Excerpts of pointing data
===

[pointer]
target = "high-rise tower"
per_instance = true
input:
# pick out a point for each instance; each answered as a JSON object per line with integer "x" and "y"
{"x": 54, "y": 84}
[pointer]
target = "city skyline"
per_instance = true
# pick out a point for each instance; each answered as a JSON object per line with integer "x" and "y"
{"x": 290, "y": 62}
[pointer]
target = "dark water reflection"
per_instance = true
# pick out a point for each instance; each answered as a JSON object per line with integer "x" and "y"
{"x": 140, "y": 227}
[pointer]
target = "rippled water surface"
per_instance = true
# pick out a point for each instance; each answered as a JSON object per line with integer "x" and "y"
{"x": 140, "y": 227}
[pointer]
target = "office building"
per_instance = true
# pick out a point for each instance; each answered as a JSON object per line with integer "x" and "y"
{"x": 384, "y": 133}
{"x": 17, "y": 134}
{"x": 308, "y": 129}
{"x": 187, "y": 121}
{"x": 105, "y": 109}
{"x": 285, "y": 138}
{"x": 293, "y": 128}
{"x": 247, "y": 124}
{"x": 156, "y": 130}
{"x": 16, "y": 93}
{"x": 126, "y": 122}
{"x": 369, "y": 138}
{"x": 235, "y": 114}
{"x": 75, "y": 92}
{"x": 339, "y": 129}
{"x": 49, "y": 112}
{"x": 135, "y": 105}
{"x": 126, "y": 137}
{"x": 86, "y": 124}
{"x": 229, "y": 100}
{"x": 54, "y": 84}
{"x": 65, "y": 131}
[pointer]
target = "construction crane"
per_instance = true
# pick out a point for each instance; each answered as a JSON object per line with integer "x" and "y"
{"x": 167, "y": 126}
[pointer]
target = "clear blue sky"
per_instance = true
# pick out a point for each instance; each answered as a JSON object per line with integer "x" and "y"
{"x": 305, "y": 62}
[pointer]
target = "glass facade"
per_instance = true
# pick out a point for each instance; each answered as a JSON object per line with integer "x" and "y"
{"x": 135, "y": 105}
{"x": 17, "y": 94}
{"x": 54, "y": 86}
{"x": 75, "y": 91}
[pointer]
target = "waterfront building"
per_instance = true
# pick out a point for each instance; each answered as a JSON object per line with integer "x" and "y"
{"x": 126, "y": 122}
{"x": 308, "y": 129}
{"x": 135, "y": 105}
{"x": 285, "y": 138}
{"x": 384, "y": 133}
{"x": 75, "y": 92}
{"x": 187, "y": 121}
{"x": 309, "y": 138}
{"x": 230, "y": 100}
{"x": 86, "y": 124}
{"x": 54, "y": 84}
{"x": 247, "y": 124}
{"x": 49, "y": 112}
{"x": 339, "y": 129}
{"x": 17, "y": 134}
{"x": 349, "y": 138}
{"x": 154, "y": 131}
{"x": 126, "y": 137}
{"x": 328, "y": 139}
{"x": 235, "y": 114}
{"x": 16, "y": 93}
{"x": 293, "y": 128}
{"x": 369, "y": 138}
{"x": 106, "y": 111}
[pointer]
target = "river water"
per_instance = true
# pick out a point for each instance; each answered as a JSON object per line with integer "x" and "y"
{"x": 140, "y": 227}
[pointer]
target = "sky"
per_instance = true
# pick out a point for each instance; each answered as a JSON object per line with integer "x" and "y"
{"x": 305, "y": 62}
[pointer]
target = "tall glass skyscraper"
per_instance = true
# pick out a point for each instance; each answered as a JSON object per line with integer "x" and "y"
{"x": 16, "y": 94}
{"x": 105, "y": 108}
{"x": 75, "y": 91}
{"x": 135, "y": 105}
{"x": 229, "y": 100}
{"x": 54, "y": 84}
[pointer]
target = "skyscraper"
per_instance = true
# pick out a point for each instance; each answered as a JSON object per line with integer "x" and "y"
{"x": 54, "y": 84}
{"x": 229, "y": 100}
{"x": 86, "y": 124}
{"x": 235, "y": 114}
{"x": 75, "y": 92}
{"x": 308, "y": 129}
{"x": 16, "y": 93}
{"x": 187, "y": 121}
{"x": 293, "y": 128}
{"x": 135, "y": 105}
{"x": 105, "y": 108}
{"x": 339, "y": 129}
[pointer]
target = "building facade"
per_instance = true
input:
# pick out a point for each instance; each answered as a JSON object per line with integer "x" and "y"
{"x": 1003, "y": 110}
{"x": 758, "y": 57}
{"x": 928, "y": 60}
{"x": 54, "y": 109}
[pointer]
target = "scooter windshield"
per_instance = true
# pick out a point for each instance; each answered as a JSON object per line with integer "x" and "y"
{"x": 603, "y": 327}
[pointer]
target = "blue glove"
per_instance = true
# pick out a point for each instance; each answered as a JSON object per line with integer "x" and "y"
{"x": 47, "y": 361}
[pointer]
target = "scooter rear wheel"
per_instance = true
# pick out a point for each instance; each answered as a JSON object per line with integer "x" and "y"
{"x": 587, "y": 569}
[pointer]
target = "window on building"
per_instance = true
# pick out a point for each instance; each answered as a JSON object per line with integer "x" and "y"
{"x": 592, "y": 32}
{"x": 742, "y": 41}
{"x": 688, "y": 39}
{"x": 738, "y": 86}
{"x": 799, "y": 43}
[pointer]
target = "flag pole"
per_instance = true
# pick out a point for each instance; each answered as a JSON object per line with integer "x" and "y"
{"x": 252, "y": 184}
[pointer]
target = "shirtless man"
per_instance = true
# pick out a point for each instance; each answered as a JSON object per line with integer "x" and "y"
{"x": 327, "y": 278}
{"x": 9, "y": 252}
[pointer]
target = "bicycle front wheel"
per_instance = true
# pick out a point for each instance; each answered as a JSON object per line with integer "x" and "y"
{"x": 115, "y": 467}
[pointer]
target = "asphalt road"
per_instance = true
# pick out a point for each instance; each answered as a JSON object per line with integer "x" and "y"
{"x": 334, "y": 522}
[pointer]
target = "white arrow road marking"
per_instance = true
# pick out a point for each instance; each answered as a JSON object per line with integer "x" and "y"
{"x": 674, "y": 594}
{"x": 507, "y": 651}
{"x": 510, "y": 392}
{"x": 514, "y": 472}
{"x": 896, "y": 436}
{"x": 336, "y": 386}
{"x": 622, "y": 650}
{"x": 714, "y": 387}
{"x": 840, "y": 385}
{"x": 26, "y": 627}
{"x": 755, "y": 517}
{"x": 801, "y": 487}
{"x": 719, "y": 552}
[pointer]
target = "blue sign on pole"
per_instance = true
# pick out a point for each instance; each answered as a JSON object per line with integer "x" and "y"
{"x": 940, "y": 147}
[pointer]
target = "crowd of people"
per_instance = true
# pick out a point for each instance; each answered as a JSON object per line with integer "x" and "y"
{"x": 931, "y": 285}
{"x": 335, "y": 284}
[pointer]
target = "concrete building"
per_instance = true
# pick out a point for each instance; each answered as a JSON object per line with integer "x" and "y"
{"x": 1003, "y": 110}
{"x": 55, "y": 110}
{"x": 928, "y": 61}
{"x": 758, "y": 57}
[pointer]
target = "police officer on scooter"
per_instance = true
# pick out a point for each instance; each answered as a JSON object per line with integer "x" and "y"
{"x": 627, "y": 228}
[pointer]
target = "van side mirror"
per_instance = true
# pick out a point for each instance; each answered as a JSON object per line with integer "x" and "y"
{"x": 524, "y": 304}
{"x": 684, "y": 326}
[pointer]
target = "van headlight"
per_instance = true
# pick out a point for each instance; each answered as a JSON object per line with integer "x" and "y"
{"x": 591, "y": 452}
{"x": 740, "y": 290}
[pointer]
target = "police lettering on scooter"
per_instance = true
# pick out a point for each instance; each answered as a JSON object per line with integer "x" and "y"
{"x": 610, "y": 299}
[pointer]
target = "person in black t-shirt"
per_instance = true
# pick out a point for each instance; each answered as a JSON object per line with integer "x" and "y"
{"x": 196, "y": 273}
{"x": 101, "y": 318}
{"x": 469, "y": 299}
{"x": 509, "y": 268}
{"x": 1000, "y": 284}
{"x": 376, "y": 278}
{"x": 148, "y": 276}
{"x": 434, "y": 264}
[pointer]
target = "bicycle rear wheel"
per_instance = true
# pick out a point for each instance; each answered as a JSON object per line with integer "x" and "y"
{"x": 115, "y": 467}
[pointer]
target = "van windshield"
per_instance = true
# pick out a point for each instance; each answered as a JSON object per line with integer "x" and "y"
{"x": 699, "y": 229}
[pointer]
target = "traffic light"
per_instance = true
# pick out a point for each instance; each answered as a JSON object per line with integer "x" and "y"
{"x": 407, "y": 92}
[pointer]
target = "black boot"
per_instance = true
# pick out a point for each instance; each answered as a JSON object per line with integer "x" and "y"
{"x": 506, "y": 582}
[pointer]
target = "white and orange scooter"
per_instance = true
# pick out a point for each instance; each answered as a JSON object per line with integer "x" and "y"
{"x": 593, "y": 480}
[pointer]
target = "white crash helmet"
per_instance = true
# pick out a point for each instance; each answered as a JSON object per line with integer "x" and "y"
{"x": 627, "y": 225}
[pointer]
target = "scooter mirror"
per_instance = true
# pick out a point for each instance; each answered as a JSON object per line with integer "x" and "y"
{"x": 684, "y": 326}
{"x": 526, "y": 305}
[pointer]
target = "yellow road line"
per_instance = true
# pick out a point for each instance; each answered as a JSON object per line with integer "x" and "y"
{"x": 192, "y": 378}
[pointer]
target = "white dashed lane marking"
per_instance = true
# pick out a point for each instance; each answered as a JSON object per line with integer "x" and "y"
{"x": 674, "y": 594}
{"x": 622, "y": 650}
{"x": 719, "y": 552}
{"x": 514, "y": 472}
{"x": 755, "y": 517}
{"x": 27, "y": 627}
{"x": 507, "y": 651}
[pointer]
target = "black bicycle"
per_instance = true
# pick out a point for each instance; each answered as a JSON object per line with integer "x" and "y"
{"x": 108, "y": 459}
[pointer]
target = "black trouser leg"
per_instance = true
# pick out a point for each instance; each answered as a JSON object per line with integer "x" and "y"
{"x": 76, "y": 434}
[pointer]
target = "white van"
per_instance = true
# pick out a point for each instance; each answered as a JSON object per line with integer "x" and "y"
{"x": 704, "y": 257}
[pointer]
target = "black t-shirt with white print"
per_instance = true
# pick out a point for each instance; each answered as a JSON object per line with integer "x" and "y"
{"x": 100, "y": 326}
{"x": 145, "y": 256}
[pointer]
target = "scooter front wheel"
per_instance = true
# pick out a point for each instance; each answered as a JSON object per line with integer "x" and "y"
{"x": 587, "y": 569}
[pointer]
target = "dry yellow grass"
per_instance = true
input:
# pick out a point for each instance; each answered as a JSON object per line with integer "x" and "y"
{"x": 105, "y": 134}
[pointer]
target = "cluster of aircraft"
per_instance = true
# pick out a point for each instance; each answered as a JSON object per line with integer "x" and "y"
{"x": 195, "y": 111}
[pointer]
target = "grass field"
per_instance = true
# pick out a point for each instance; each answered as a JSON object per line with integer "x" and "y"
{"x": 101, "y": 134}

===

> What the exercise asks: Count the lines in the data above that contain the word "police", and give only the number.

> Result of this task: 2